WHAT IS EXPECTED:
Each line below is to be written out in full, exactly as shown.

Top of STORED DATA

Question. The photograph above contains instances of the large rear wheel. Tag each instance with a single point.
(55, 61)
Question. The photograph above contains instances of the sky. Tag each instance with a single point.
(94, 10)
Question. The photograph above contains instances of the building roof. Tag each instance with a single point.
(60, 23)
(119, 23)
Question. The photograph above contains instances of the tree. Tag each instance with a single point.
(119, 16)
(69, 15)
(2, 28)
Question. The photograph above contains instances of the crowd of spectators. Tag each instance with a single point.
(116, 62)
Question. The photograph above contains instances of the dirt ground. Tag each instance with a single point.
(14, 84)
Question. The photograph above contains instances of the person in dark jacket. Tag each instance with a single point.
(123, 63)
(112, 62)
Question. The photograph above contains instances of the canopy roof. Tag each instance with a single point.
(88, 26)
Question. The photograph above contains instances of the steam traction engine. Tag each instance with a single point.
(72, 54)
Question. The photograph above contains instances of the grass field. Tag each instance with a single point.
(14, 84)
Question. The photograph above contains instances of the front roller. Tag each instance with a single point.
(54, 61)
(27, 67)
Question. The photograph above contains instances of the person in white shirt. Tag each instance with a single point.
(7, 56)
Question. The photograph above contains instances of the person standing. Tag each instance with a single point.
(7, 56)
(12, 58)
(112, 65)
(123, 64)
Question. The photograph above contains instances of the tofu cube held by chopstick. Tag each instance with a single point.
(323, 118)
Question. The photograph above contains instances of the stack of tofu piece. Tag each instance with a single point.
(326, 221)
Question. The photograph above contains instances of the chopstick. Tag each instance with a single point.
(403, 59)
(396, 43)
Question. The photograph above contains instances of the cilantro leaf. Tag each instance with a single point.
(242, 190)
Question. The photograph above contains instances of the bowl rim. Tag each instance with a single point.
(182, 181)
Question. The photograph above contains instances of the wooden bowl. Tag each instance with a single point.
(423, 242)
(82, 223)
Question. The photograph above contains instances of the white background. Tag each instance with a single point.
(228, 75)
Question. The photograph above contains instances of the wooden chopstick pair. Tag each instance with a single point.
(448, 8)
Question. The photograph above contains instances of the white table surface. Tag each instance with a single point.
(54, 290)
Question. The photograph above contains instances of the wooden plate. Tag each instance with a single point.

Bottom of STORED DATA

SOLUTION:
Question. The photograph above contains instances of the large rear wheel. Tag each instance with a single point.
(55, 61)
Question. The photograph above contains instances of the sky. Tag each instance with a single point.
(94, 10)
Question. The photograph above contains instances of the building roof. Tag each instance with a single point.
(60, 23)
(119, 23)
Question. The photograph above contains instances of the tree. Tag each instance with a single point.
(119, 16)
(69, 15)
(2, 28)
Question. The photograph above contains instances of the crowd of spectators. Tag each instance with a single point.
(116, 62)
Question. The photograph above contains instances of the dirt ground. Tag each instance with a single point.
(14, 84)
Question. The photograph above contains instances of the person in dark jacket. Tag each instance with a single point.
(123, 63)
(112, 62)
Question. The photograph above contains instances of the canopy roof. Tag each instance with a single point.
(88, 26)
Question. The photograph above contains instances of the steam traction engine. Tag each instance with a single point.
(72, 54)
Question. The photograph above contains instances of the grass field. Tag each instance with a single point.
(14, 84)
Question. The photograph above contains instances of the front roller. Tag each instance with a single point.
(54, 61)
(27, 67)
Question. The photograph above contains instances of the person in white shirt. Tag each instance with a single point.
(7, 56)
Question. The photograph above contains instances of the person standing. Tag each instance with a single point.
(7, 56)
(12, 58)
(112, 65)
(123, 64)
Question. The photograph above contains instances of the tofu cube held by chopstick. Tag each instance with a single point.
(323, 118)
Question. The photograph above contains instances of the stack of tofu piece. Tag each instance with a single point.
(326, 221)
Question. The photograph above contains instances of the chopstick. Tag each instance with a single point.
(403, 59)
(396, 43)
Question. The photograph above contains instances of the cilantro leaf. Tag each instance with a single point.
(242, 190)
Question. The photograph above contains instances of the bowl rim. Tag each instance with a single point.
(182, 181)
Question. The photograph above contains instances of the wooden bowl. Tag each instance with a single point.
(423, 242)
(82, 223)
Question. The photograph above contains instances of the white background. Tag each instance with a single point.
(228, 75)
Question. The photograph above contains instances of the wooden chopstick pair. Tag each instance with a single point.
(448, 8)
Question. The photograph above contains instances of the white table surface. Tag each instance with a single point.
(54, 290)
Question. The photograph above contains instances of the wooden plate. Tag each instance with a single point.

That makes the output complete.